> **Passage**
_ _ _ _ _ _ _

The servitors opened fire. Blurs of light filled the room as the black armoured warrior returned fire as they retreated, leaving their dead and wounded where they had fallen, the woman had walked through the firestorm unharmed, a thin power sword in her hand, slick with blood.

“That will be enough” rumbled the sorcerer’s voice through the confusion of battle; the sorcerer was standing next to the woman, his gauntleted hand thrust through her chest. The woman’s blade fell to the ground and the servitor’s weapons fell silent.

“You belong to the Great Manipulator now”
==================================================

Enjoy people,

-Zboy234


----------



## Shogun_Nate (Aug 2, 2008)

Looks pretty good to me. If I may, I'd suggest you give it a quick spell/grammar check along with a proof-reading or three. The devil is in the detail, as they say. Still, you have quite a good start here. I shall be keeping my eye on it! :biggrin:

Good luck and good gaming,

Nate


----------



## zboy234 (Dec 29, 2007)

Here's an update for y'all
++++++++++++++++++++++++++++++++++++++++++++++++++++++++++
“You understand the mission Major?” Catherine asked.

“So this is my punishment?” heath asked, “Just a simple purity sweep?”

“Yes, both the prospect of you having to do what could be a dangerous task and dealing with your daugh-“

“Not now ma’am” Heath snapped, then his voice returned to normal “is that all you require of me Lady?”

“Yes, and take your squad with you, I don’t need one of my best dying”
replied Catherine, “Transport will be ready as soon as you are, dismissed”

“I’ll be back within the month, if the emperor permits” Heath said and walked out into the driving rain.

“Major”

Heath turned and looked at the inquisitor.

“Be careful, her last communiqué indicated some trouble, her current report is overdue” the Inquisitor said, seeming to be lost for words.

“Don’t worry, she’s tough like her father and smart like her mother” Heath said before he walked toward the exit. 

“Flattery won’t get you out of this Heath; you need to stop avoiding her” 

“I know, I’ll be back soon” Heath said walking out the door.

_ _ _ _ _ _ _

[Dataset items]

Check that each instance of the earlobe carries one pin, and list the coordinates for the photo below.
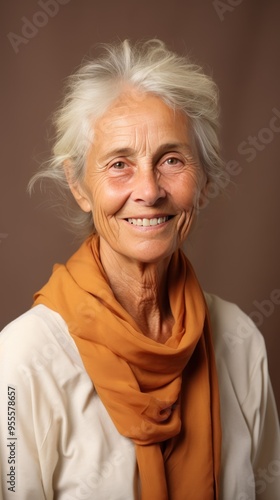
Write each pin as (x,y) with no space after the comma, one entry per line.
(76,190)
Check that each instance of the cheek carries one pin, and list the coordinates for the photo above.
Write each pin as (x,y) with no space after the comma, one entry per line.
(107,198)
(186,192)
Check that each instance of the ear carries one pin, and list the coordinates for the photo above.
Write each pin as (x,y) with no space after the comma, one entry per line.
(77,191)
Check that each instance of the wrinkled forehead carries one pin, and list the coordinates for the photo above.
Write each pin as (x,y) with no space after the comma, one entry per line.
(136,112)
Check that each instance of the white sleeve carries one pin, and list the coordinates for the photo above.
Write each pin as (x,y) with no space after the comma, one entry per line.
(25,418)
(261,414)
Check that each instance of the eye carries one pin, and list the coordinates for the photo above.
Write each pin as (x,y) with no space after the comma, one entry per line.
(118,165)
(172,161)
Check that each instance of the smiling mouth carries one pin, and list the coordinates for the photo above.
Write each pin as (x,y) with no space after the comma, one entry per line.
(155,221)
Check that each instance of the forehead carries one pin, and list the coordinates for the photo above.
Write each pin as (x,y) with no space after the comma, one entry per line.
(136,114)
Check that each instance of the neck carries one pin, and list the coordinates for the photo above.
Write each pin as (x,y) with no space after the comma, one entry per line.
(141,289)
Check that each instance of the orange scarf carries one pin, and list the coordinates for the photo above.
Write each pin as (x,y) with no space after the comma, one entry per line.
(162,396)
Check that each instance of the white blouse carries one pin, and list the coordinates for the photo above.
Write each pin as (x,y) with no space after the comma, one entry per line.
(59,443)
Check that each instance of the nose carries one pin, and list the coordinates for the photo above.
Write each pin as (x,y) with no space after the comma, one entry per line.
(147,187)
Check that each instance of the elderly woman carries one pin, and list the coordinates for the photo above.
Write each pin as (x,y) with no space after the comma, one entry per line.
(120,382)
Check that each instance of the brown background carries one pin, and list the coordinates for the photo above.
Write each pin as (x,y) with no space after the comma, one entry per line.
(235,247)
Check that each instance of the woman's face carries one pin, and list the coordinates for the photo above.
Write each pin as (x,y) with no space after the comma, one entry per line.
(142,179)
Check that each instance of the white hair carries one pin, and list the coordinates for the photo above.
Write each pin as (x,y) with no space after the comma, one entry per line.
(150,67)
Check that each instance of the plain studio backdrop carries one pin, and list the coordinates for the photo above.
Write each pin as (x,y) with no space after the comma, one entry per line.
(235,245)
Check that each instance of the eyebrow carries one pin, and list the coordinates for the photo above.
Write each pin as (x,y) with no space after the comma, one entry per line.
(164,148)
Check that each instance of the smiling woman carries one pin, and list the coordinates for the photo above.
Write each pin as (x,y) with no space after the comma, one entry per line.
(140,396)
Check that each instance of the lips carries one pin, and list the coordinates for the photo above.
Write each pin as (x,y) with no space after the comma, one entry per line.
(146,222)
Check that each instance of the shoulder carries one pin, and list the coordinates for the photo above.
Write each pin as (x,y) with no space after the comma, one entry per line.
(37,339)
(232,329)
(239,346)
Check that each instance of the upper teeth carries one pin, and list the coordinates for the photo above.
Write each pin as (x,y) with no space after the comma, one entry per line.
(148,222)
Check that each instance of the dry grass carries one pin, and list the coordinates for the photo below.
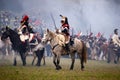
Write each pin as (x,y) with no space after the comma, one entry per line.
(95,70)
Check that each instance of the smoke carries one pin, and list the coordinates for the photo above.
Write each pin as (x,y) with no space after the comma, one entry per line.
(11,5)
(83,15)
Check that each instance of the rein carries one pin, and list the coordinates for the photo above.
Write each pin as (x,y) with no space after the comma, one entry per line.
(54,46)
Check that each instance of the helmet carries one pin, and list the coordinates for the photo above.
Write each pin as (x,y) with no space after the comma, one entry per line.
(25,18)
(115,31)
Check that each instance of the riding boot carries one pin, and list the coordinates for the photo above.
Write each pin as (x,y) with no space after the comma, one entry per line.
(67,48)
(71,41)
(27,44)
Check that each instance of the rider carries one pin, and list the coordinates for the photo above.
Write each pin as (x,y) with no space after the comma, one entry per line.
(65,30)
(25,29)
(115,38)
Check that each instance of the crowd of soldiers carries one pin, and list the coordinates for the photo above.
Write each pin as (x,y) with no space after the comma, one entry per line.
(97,46)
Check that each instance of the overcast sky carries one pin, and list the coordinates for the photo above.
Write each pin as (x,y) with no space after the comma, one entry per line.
(102,15)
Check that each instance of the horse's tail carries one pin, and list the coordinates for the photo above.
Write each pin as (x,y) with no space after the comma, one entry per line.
(84,52)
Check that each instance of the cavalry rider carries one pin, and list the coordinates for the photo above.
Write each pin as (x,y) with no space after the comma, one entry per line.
(25,30)
(115,38)
(65,30)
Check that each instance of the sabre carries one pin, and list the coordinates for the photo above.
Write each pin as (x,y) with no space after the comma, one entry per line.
(53,21)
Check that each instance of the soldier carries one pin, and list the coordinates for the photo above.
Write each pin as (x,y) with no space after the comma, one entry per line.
(65,30)
(115,38)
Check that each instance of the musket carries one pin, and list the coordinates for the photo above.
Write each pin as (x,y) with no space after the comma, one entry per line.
(53,21)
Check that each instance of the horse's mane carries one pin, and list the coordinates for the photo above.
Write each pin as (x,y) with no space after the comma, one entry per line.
(52,34)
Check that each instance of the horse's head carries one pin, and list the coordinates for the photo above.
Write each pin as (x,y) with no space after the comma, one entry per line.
(5,33)
(48,35)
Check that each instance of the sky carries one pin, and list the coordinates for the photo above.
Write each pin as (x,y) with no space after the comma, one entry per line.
(83,15)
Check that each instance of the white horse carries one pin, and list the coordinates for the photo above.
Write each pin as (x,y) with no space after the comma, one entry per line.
(57,43)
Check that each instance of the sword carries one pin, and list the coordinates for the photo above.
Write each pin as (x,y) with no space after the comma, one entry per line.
(53,21)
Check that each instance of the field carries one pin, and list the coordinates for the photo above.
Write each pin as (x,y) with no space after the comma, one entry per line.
(94,70)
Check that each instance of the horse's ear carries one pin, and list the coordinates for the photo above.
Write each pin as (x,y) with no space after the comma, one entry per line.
(7,28)
(47,30)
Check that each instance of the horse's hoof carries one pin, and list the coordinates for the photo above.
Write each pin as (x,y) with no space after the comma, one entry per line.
(38,65)
(71,68)
(60,67)
(57,68)
(82,70)
(14,64)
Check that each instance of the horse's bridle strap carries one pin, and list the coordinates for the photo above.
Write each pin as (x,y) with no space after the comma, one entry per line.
(54,46)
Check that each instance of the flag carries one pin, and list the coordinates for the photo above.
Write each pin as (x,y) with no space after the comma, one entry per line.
(79,34)
(98,35)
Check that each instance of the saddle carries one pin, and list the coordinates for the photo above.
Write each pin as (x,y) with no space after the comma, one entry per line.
(24,37)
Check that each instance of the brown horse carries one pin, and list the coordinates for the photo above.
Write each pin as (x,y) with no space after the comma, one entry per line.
(57,43)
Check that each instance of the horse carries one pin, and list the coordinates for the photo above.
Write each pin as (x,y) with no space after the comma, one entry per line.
(19,47)
(58,50)
(113,53)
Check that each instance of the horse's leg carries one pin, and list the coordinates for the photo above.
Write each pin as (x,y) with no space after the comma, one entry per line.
(58,62)
(34,58)
(54,60)
(23,57)
(44,63)
(39,54)
(73,60)
(14,56)
(81,60)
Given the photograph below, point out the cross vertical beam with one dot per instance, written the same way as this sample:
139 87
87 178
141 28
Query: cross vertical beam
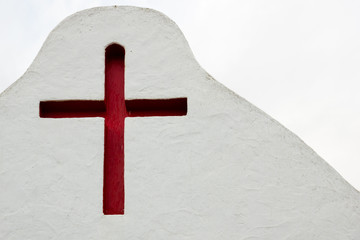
113 201
114 109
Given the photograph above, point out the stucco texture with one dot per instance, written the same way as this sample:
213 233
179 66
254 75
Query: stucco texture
224 171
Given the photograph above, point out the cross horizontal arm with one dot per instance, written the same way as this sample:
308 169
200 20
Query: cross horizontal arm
156 107
72 109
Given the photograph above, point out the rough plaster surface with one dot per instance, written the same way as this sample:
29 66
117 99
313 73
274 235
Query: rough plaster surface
224 171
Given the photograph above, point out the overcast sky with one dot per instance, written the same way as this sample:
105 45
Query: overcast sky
299 61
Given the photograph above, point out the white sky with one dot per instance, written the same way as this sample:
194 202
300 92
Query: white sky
298 60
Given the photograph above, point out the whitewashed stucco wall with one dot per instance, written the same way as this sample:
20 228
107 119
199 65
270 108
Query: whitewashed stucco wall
224 171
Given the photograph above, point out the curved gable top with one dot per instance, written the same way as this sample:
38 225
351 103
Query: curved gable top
222 169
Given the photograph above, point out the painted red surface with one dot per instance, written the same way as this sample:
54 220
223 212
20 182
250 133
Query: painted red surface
115 109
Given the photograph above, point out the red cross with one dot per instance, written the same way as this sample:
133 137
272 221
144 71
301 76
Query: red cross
114 109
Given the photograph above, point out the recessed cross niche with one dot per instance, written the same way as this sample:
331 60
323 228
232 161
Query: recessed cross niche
114 109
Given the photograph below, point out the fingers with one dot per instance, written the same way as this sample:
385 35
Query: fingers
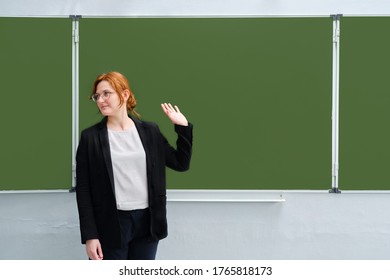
168 108
94 249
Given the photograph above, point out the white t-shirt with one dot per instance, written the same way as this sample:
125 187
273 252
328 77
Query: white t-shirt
129 167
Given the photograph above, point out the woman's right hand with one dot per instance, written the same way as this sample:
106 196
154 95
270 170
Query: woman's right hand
94 249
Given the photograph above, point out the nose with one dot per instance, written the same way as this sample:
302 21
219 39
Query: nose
100 99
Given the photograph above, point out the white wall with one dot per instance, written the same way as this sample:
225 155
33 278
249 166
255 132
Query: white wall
306 225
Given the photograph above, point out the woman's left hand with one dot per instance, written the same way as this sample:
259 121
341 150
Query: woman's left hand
174 114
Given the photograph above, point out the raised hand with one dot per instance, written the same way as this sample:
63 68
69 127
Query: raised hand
174 114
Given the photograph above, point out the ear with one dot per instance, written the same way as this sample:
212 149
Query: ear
126 94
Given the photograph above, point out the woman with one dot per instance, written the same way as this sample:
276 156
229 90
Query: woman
121 190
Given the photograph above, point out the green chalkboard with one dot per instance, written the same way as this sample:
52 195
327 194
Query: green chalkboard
258 92
36 104
364 103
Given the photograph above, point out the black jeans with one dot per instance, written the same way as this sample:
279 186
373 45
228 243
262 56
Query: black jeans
136 242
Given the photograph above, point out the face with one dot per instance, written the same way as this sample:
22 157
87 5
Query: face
109 106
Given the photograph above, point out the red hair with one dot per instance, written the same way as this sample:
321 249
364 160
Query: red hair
119 83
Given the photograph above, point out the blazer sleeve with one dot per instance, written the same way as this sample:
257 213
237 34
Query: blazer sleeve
88 227
179 159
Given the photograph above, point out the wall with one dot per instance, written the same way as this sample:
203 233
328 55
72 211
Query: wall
258 225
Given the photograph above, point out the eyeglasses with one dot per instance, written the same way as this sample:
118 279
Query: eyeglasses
105 95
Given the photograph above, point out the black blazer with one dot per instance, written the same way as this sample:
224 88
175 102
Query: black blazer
95 189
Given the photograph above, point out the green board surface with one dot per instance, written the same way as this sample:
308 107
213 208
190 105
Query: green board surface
258 91
364 103
36 103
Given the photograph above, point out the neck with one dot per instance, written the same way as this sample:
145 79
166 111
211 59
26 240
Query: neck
120 122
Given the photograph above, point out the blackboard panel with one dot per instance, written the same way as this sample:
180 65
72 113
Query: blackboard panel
257 90
364 103
36 118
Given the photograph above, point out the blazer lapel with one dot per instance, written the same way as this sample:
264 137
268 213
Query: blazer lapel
105 148
143 133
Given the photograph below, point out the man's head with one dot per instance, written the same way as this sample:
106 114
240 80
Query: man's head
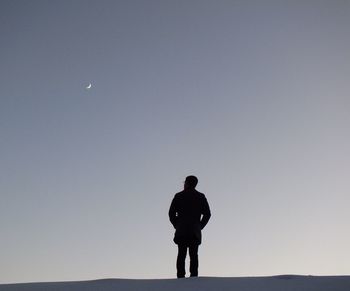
191 182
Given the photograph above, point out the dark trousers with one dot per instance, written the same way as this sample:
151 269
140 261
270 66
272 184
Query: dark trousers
181 257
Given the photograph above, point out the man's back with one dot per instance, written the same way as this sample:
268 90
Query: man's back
185 214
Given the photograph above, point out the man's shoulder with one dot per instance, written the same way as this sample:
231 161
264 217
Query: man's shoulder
185 193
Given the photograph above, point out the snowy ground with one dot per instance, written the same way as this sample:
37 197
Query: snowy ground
276 283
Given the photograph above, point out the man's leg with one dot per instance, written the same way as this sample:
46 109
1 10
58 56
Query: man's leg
180 262
193 250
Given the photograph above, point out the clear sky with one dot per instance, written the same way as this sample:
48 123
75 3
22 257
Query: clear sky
250 96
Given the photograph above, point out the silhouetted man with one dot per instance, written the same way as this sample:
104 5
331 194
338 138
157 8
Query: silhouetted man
189 213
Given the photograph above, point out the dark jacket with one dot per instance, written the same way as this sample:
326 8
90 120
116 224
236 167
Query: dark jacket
185 214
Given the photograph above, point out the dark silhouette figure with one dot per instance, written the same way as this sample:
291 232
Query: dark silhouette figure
189 213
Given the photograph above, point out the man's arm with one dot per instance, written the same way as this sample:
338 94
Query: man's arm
206 213
173 213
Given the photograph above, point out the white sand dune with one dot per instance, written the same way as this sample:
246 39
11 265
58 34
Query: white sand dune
276 283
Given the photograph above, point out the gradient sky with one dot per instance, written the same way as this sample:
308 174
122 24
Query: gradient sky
250 96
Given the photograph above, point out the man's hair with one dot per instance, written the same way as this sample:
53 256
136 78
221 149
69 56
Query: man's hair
191 181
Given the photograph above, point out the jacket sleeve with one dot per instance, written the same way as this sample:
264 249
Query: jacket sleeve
206 213
173 213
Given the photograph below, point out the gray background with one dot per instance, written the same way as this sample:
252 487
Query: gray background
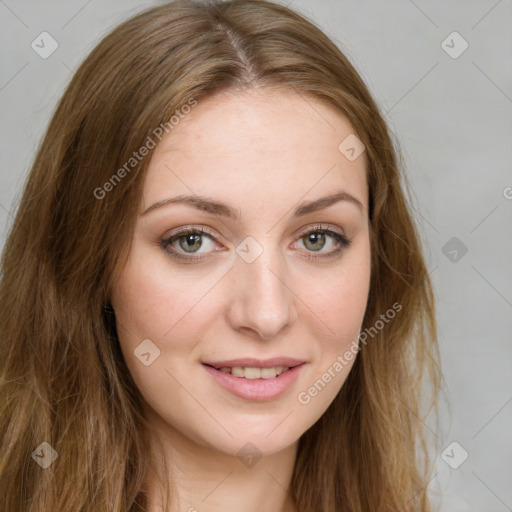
453 118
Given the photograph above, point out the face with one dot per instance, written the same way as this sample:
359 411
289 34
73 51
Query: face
248 272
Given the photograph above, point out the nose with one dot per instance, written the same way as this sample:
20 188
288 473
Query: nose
262 298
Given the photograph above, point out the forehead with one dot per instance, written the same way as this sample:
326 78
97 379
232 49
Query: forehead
262 144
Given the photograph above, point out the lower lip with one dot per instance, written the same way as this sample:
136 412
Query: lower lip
257 390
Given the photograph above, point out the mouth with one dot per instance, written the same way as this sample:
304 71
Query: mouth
255 369
256 381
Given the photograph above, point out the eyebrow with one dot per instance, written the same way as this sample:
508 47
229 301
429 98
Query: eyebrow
211 206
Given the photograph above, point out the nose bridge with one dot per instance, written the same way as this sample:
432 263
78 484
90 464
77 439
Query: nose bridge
264 300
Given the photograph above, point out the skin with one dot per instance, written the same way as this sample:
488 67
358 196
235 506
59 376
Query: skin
261 151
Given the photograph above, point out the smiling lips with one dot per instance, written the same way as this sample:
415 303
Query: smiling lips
253 379
250 368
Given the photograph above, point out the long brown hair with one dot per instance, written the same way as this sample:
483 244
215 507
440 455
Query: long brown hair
63 378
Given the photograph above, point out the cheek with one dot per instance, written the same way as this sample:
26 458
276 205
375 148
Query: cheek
340 298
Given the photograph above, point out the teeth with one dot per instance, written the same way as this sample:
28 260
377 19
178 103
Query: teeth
249 372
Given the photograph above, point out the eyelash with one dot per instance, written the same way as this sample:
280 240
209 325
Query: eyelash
343 242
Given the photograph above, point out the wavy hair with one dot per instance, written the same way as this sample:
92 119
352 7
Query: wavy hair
63 378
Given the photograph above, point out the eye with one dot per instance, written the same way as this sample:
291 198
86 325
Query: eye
190 240
317 238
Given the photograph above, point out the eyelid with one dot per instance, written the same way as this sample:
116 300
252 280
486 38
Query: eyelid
335 232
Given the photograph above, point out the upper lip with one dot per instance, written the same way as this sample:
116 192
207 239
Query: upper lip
256 363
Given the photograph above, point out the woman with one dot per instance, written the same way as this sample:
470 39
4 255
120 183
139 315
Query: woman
213 294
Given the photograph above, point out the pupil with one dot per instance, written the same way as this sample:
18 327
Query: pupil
317 236
191 240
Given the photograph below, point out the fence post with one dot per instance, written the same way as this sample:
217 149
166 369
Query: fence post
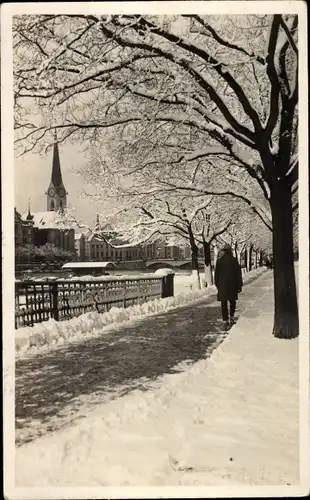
168 285
54 304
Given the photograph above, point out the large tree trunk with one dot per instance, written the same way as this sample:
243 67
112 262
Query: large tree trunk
286 308
207 263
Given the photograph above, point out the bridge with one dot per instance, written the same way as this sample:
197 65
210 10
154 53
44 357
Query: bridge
172 263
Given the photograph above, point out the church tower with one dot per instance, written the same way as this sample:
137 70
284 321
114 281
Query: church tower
56 193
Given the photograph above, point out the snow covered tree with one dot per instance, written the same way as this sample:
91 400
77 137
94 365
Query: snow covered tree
233 79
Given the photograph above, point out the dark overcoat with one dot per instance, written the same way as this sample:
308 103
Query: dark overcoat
228 277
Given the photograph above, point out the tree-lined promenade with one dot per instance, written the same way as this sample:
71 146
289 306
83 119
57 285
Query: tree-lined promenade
192 123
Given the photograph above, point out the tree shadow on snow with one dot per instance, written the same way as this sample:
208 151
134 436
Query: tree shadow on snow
51 387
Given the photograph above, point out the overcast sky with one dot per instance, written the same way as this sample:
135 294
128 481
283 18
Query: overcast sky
32 177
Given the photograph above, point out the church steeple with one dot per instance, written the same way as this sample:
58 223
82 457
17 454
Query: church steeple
97 225
56 194
29 216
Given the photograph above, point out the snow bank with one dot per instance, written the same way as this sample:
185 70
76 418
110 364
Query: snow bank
49 334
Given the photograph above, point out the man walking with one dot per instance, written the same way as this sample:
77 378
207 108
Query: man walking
228 281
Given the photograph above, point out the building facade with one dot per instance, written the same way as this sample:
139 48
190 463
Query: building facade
45 227
56 193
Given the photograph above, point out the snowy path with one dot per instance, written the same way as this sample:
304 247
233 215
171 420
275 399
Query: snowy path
55 388
230 419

_ _ _ _ _ _ _

Can you write out the story between "Heath turned and" and "toward the exit.", inclusive, changing "communiqué" to "message"?

Heath turned and looked at the inquisitor.

“Be careful, her last message indicated some trouble, her current report is overdue” the Inquisitor said, seeming to be lost for words.

“Don’t worry, she’s tough like her father and smart like her mother” Heath said before he walked toward the exit.